++++ PROVIDED DATA
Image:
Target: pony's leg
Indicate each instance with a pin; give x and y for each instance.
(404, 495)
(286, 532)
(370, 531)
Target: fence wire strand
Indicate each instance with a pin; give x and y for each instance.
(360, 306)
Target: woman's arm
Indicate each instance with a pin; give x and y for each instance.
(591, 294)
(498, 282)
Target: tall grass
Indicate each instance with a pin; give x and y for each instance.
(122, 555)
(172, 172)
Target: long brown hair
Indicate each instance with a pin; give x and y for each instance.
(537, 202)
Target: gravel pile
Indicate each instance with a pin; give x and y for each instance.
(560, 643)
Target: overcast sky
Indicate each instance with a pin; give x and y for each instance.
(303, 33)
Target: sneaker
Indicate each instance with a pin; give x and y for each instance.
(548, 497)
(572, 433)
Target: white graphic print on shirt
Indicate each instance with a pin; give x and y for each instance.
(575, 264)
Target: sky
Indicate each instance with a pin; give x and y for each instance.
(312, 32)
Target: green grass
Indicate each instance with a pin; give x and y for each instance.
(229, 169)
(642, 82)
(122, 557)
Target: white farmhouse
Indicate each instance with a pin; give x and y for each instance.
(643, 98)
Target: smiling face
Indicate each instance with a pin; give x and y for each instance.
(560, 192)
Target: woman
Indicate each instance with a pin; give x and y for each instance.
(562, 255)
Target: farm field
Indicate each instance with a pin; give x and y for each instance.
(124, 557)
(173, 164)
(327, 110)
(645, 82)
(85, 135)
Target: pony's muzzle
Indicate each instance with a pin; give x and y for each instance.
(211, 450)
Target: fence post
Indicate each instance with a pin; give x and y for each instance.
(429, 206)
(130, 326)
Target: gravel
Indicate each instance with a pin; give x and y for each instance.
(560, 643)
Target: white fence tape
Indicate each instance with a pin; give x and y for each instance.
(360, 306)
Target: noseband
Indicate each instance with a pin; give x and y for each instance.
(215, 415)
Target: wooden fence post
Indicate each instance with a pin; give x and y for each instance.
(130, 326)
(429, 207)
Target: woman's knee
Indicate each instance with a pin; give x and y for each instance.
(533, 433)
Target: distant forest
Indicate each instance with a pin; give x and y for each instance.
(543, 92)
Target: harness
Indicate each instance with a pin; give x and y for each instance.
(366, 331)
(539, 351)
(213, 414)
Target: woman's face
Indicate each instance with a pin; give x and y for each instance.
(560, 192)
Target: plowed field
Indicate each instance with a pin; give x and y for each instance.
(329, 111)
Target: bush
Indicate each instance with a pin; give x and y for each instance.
++++++++
Render the records above as a Markdown table, starting at the line that has "Target: pony's muzzle" and stopping at the end of the records. Use the columns "Number" and "Line," giving each line a row number and leaving out blank lines.

:: IN RESPONSE ::
| Number | Line |
|---|---|
| 1 | Target: pony's muzzle |
| 2 | Indicate each instance with a pin; give x and y for each instance. |
| 3 | (211, 450) |
| 4 | Target: fence post |
| 5 | Indicate each instance with a pin; give x and y for each instance. |
| 6 | (429, 206) |
| 7 | (130, 326) |
| 8 | Target: gravel |
| 9 | Indicate each instance with a pin; give x and y for each instance. |
| 10 | (560, 643) |
| 11 | Target: white fence tape |
| 12 | Indicate each instance with a pin; give x and y for each instance. |
| 13 | (360, 306) |
| 14 | Target: noseband |
| 15 | Indicate each instance with a pin; give x and y for each instance. |
| 16 | (215, 415) |
| 17 | Target: wooden fence post |
| 18 | Indicate each instance with a pin; give x and y for each instance. |
| 19 | (130, 326) |
| 20 | (429, 207) |
| 21 | Target: woman's knee |
| 22 | Indicate each instance with a pin; give x and y for each instance. |
| 23 | (533, 433) |
| 24 | Target: distant forest |
| 25 | Indicate each instance with a pin; give x and y for each instance. |
| 26 | (543, 92) |
| 27 | Target: harness |
| 28 | Indicate each instance with a pin; give x and y for each instance. |
| 29 | (366, 331) |
| 30 | (539, 351) |
| 31 | (213, 414) |
| 32 | Target: woman's face |
| 33 | Indicate each instance with a pin; give x and y for each instance. |
| 34 | (560, 192) |
| 35 | Target: plowed field |
| 36 | Indicate each instance with a pin; give x and y for each instance. |
| 37 | (329, 111) |
| 38 | Target: bush |
| 39 | Indicate each instance with a pin; give x and y for each instance. |